What you are asked to do: Every line containing "below" should be copied out. Go through the entries and find them.
++++++++++++++++++++
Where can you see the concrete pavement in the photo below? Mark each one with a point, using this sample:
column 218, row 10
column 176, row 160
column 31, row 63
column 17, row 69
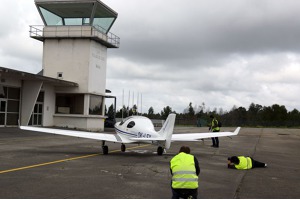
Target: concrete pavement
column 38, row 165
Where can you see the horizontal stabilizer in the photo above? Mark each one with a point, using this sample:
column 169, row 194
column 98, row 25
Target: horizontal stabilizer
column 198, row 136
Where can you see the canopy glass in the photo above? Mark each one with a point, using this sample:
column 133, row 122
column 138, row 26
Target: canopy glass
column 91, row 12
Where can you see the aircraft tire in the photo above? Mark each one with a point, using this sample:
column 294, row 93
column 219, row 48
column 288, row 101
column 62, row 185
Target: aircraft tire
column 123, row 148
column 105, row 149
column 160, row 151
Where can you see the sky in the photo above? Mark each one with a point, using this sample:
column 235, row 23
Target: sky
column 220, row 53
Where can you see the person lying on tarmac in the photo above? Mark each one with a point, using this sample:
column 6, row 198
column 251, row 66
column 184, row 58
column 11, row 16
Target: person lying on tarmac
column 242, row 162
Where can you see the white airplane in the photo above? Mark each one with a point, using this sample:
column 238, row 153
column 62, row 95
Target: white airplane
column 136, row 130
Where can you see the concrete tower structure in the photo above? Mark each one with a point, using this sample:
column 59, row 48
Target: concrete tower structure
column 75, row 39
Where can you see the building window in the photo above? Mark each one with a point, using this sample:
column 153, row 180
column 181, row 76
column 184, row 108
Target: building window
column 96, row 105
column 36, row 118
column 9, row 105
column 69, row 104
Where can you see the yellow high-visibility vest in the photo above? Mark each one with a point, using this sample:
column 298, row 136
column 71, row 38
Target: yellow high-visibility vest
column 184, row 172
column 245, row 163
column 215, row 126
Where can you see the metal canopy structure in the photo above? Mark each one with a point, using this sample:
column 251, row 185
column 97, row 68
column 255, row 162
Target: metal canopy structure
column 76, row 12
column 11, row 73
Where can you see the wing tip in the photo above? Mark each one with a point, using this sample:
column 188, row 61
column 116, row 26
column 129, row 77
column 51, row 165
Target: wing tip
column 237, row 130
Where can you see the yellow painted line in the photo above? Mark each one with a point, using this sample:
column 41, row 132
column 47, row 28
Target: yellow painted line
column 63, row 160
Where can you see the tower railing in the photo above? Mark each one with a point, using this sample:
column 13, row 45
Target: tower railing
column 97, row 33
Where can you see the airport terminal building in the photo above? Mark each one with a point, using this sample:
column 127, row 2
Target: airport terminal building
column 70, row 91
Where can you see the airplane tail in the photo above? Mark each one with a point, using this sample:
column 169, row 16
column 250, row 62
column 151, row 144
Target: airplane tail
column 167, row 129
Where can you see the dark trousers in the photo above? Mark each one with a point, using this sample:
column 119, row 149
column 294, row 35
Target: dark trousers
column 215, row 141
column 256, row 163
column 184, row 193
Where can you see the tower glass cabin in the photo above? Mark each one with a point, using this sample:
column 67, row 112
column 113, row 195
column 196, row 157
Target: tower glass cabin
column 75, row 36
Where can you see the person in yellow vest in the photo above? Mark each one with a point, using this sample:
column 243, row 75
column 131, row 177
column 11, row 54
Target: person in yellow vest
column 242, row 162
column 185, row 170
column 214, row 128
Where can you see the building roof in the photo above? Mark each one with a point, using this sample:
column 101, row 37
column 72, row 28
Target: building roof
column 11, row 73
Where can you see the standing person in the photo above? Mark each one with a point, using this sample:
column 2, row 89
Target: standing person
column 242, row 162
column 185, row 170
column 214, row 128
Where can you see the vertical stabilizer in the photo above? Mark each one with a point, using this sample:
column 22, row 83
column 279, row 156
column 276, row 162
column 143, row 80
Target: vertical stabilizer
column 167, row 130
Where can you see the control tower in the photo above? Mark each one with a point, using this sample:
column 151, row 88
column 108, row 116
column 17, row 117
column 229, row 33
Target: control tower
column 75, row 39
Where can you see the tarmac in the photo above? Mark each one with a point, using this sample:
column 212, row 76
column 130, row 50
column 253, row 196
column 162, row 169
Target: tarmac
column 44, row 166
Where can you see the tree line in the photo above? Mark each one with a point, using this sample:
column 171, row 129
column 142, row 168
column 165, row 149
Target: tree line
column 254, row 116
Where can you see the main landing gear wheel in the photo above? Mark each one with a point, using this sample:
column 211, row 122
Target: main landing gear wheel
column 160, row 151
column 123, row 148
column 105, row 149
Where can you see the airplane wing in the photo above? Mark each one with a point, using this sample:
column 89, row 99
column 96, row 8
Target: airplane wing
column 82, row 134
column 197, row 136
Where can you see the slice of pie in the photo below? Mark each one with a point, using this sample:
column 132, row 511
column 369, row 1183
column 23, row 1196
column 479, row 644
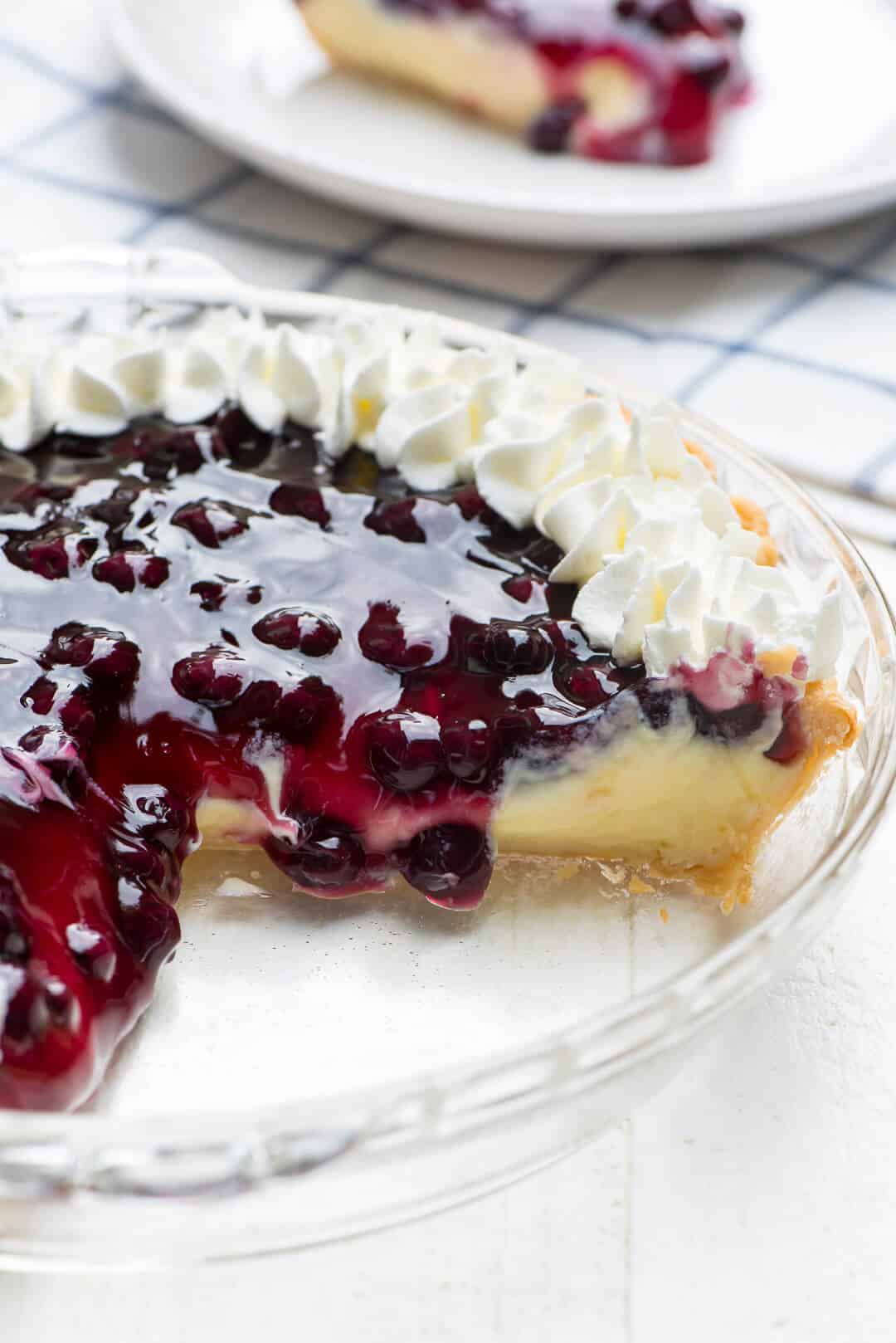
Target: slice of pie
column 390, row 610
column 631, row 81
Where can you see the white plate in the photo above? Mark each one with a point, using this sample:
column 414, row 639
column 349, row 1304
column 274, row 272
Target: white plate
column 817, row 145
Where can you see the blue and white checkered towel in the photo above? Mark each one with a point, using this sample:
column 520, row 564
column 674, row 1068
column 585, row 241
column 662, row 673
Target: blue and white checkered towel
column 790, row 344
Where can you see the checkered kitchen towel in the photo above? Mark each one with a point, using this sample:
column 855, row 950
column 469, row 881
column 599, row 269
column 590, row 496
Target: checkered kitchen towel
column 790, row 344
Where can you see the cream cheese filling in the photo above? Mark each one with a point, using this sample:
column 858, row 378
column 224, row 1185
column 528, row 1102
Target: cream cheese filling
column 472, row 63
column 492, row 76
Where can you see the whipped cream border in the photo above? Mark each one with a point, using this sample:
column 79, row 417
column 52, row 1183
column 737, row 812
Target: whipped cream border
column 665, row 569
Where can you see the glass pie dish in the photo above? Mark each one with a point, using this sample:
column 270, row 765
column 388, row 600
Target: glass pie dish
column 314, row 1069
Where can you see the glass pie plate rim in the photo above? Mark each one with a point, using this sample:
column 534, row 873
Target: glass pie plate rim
++++++++++++++++++++
Reply to the task:
Where can you see the concrete pavement in the photo below? Mark each one with a point, using this sample:
Where can you see the slice of pie in the photo below? Mark each one with a point, using this sample:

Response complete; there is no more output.